[Start]
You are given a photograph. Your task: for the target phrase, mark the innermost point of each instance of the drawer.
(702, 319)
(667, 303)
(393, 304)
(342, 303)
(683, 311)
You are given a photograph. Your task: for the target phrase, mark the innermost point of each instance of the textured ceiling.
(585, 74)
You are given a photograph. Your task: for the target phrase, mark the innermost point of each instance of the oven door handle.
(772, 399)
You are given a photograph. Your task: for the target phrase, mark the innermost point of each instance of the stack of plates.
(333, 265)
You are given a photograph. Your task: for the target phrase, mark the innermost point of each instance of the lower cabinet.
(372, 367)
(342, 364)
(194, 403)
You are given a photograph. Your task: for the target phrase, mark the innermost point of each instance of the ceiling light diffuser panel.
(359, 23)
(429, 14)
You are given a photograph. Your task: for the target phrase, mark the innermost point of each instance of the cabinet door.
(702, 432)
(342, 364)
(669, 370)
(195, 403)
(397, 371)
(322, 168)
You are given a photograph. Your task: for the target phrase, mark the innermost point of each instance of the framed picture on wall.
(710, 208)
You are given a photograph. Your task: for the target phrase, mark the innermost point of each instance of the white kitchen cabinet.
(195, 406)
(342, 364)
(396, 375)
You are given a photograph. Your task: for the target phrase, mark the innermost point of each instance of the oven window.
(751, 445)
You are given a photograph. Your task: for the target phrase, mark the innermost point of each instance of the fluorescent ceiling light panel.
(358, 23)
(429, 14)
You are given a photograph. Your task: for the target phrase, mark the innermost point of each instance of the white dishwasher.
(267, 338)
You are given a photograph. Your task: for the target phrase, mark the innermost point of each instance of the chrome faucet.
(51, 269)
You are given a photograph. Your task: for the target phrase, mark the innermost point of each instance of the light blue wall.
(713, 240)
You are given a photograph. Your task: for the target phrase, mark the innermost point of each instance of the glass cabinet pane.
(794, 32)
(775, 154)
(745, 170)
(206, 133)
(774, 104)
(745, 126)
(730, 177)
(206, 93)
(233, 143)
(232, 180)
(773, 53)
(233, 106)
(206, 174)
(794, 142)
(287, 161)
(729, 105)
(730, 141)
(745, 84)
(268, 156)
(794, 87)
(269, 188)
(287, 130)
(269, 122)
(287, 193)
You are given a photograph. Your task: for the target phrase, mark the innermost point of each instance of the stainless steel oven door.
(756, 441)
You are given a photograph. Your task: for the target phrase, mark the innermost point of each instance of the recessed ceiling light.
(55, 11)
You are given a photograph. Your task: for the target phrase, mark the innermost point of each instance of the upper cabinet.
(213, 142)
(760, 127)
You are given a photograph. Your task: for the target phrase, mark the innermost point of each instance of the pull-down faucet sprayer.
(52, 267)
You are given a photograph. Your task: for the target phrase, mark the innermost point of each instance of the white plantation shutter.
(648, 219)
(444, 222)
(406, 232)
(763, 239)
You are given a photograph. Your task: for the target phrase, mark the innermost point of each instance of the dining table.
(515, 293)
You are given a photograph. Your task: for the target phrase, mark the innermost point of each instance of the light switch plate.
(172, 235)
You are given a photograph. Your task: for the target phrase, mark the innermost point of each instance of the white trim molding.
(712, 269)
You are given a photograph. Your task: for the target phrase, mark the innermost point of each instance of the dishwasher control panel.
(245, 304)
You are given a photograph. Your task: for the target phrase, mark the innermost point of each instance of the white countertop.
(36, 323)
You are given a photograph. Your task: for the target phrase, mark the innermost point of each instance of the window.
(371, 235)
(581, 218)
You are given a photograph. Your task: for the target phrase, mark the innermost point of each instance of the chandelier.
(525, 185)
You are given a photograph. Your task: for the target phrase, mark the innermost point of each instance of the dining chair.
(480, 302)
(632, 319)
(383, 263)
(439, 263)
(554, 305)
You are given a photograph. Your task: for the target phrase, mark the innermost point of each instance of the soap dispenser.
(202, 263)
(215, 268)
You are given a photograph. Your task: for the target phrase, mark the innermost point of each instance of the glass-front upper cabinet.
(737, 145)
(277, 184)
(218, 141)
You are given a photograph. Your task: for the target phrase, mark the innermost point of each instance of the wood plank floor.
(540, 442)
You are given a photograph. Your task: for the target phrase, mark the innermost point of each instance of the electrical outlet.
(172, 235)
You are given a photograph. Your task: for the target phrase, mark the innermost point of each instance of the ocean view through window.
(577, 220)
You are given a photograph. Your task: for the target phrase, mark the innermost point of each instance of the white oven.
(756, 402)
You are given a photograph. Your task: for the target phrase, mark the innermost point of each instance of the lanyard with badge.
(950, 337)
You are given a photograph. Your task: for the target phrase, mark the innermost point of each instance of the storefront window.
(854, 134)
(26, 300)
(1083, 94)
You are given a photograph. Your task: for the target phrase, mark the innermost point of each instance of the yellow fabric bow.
[End]
(Task description): Rewrite every one of the rows above, changing "innermost point" to "central point" wherever it occurs and keeping everything else unchanged.

(The result):
You are given a photograph. Your task: for the target phrase, mark the central point of each instance of the drawer.
(702, 319)
(667, 303)
(393, 304)
(342, 303)
(683, 311)
You are given a photograph. Your task: for the target phrase, mark the central point of each instance of the textured ceiling.
(585, 74)
You are given a photograph. Your task: for the target phrase, mark the central point of each instance of the oven door handle.
(772, 399)
You are given a photograph. Your task: for the target phrase, mark the central point of each instance of the stack of plates.
(333, 265)
You are given a photograph. Your task: for the target phrase, mark the central point of each instance of the lower cabinet.
(372, 367)
(342, 364)
(194, 403)
You are given a photograph. Your task: for the target phrase, mark the central point of each instance of the ceiling light diffuser panel.
(359, 23)
(429, 14)
You are given a photograph. Your task: for the target phrase, mark the central point of each instance of the cabinet door.
(702, 432)
(342, 364)
(669, 370)
(195, 403)
(397, 371)
(322, 168)
You are given a photograph. Your task: for the target phrase, mark the central point of each instance of the framed picture on wall.
(710, 208)
You are given a photograph. Your task: for the target phrase, mark the central point of each instance of the white kitchen cabinet.
(195, 406)
(342, 364)
(396, 375)
You are given a photograph. Your task: for the target phrase, mark the central point of each instance of the oven window.
(751, 445)
You are given a photograph. Your task: for the target phrase, mark the central point of each instance of the fluorescent ceiling light panel.
(358, 23)
(429, 14)
You are given a photograph. Your task: for the target phrase, mark the central point of each instance of the white dishwasher.
(267, 338)
You are given a photograph. Your task: for the target phrase, mark the central point of each instance of the chrome faucet.
(51, 269)
You are given a photograph. Your task: for the target phrase, mark the central point of each instance of the light blue wall.
(713, 240)
You are given a photograph. Your task: for the target phrase, mark the central point of each instance of the glass cabinet pane.
(794, 32)
(775, 154)
(745, 170)
(206, 133)
(774, 104)
(745, 126)
(730, 177)
(206, 93)
(233, 143)
(232, 180)
(773, 53)
(233, 106)
(206, 174)
(794, 142)
(287, 161)
(729, 105)
(730, 141)
(745, 84)
(268, 156)
(794, 87)
(269, 188)
(287, 130)
(269, 122)
(287, 193)
You are given a photograph. Your task: for the target phrase, mark the central point of each instance of the stainless steel oven door.
(756, 441)
You are given a photograph. Your task: for the target phrase, mark the central point of each instance of the recessed ceiling light.
(55, 11)
You are given a photograph. Your task: for the target phrase, mark the central point of each instance of the upper cabinet.
(213, 142)
(760, 127)
You are given a photograph. Your task: for the target phrase, mark the central point of each instance of the pull-down faucet sprayer.
(52, 267)
You are given a photograph. Your task: for the target phrase, mark the central point of each instance of the white plantation shutter.
(648, 219)
(444, 222)
(406, 232)
(763, 239)
You are given a photograph. Your task: for the target phrase, mark the central point of each instance of the dining table.
(515, 293)
You are given a photograph. Your task: for the target phrase, mark the central point of each instance of the light switch plate.
(172, 235)
You are given a photograph. Your task: for the target phrase, mark the central point of each instance of the white trim molding.
(712, 269)
You are given a photograph. Your task: for the target phrase, mark the central point of each instance of the dishwasher control panel.
(245, 304)
You are given a photograph. Your task: for the target phrase, mark the central point of each instance of the white countertop.
(36, 323)
You are given a photograph. Your task: for the target phrase, mark the central point of each instance of the window.
(371, 235)
(581, 218)
You are given a photograph. Your task: for the target phrase, mark the central point of each instance of the chandelier.
(525, 185)
You are given a photograph. Your task: for the target phrase, mark the central point of each instance of the dining chair.
(480, 302)
(632, 319)
(383, 263)
(439, 263)
(554, 305)
You are given a photograph. Your task: for the target phrase, mark the central point of each instance of the soap dispenser.
(202, 263)
(215, 268)
You are given a photograph. Your task: for the target phrase, mark the central point of each instance of the glass-front upper cabinet.
(737, 145)
(277, 184)
(218, 141)
You are given a photograph. Your task: for the target phrase, mark the central point of each instance of the wood plank floor.
(540, 442)
You are given a photograph. Your task: for the target phrase, mark the central point of each instance of the electrical outlet.
(172, 235)
You are given a photograph. Your task: for the target phrase, mark the central point of each instance of the ocean view through window.
(577, 220)
You are given a photograph. Your task: for the target phrase, mark the central point of each instance of the white oven.
(756, 402)
You are given a photograph. Your task: for the target phrase, mark the central point of each instance of the lanyard with badge.
(950, 337)
You are given a photograph. Your task: for the target phrase, mark the central point of each instance of the storefront window.
(854, 134)
(26, 300)
(1083, 94)
You are given a photograph. Your task: for the target phrase, mark the central point of each instance of the yellow fabric bow.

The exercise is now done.